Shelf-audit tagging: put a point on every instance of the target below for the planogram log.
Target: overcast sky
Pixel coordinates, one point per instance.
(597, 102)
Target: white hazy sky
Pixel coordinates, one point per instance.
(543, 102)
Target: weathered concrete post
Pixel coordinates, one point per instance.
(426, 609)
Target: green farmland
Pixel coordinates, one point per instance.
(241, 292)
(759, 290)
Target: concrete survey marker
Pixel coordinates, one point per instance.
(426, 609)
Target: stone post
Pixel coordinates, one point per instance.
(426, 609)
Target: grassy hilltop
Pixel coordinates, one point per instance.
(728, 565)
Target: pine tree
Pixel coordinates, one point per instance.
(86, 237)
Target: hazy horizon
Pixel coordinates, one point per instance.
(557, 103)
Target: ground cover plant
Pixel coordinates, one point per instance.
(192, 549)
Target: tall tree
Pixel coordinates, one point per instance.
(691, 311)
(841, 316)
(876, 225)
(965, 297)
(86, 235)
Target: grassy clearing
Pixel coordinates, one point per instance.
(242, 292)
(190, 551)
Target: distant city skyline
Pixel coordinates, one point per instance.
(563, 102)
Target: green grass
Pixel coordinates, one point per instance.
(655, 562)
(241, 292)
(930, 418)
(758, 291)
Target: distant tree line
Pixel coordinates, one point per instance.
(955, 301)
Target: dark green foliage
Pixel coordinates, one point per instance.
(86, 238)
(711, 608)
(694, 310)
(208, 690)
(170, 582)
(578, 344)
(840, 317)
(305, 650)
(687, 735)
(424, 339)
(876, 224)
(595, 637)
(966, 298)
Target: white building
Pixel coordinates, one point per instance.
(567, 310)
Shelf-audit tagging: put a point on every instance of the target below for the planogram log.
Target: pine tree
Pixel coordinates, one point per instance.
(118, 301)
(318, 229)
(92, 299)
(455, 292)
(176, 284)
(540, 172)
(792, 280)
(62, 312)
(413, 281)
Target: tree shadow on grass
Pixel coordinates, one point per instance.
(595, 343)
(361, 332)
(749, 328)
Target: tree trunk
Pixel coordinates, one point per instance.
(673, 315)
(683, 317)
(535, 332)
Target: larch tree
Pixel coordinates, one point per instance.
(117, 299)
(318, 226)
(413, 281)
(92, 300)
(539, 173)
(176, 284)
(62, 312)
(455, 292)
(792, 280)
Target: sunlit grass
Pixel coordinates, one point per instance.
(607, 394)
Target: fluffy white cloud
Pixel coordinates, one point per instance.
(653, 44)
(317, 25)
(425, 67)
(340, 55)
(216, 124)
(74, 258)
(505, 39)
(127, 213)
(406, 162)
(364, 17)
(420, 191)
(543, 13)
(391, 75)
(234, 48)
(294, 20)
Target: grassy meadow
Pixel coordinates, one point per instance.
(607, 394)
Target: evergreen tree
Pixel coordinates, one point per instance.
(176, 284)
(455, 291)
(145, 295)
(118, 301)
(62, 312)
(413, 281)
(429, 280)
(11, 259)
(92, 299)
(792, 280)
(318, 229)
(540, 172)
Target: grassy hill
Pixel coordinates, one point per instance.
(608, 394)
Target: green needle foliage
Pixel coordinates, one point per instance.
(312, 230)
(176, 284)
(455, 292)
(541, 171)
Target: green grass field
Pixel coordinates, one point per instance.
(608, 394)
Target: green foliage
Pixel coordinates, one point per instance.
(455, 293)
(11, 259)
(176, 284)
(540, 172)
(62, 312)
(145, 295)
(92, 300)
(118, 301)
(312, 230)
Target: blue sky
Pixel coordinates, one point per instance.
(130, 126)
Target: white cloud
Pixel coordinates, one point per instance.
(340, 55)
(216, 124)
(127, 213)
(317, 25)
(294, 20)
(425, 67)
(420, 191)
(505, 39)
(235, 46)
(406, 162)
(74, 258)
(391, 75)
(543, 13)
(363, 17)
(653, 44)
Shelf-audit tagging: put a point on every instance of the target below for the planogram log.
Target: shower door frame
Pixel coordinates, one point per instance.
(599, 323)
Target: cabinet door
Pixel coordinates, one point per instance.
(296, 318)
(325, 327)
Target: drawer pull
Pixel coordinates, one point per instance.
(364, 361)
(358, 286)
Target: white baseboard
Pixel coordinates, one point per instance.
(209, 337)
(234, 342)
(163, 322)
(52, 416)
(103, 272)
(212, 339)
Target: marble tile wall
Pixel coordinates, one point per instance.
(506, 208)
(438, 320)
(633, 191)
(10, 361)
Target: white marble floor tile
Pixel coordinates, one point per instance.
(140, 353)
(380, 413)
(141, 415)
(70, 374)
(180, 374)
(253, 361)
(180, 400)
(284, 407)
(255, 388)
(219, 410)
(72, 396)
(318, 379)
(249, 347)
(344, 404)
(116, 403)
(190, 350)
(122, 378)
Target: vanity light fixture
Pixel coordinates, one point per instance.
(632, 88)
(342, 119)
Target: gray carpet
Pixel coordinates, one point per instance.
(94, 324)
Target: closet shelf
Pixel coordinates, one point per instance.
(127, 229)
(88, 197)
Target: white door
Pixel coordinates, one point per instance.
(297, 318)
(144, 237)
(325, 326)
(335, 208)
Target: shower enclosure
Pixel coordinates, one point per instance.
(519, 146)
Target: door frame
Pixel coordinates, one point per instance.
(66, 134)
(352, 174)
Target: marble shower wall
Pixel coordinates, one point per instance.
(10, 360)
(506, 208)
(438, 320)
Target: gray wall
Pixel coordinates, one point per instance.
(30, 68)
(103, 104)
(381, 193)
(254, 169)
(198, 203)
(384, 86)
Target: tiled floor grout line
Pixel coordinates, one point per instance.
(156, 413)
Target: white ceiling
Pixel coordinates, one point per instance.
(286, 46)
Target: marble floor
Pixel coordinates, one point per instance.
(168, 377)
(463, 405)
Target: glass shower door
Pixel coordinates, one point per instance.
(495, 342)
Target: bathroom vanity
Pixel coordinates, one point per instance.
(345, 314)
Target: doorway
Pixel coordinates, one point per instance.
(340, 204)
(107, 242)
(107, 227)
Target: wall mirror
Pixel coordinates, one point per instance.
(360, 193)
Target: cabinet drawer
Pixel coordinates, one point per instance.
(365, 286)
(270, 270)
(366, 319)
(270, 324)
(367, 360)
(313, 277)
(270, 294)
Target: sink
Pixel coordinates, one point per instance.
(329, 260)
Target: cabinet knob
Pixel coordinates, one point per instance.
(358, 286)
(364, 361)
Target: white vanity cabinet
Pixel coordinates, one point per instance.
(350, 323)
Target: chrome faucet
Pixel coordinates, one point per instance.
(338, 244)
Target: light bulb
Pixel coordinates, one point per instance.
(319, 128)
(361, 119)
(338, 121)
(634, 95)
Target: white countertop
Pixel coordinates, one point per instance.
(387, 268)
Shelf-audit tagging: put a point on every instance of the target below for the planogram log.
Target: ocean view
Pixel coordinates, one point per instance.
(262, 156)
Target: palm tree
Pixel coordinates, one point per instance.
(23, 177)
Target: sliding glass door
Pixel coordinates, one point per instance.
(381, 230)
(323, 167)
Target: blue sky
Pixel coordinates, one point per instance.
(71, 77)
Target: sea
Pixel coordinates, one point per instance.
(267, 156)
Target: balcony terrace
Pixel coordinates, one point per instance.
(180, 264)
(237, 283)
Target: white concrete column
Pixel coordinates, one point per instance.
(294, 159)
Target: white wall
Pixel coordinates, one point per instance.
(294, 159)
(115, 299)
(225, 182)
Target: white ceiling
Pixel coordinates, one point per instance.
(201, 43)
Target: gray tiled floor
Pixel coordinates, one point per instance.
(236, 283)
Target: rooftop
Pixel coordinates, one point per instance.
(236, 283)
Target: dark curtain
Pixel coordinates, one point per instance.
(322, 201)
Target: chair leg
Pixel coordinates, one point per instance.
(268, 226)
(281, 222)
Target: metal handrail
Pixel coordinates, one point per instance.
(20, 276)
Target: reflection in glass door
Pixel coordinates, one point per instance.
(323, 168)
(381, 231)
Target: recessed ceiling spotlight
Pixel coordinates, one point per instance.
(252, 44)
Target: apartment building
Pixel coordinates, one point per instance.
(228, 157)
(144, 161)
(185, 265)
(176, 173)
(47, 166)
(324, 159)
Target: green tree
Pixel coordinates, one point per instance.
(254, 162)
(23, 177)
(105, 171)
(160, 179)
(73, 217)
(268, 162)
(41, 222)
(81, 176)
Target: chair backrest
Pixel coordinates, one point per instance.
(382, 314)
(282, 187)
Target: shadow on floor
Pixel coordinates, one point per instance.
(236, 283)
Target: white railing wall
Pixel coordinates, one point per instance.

------

## [Task details]
Check each line of the data above for the word "hazy" and copy the ones where it is found.

## [Task solution]
Target: white hazy sky
Target: hazy horizon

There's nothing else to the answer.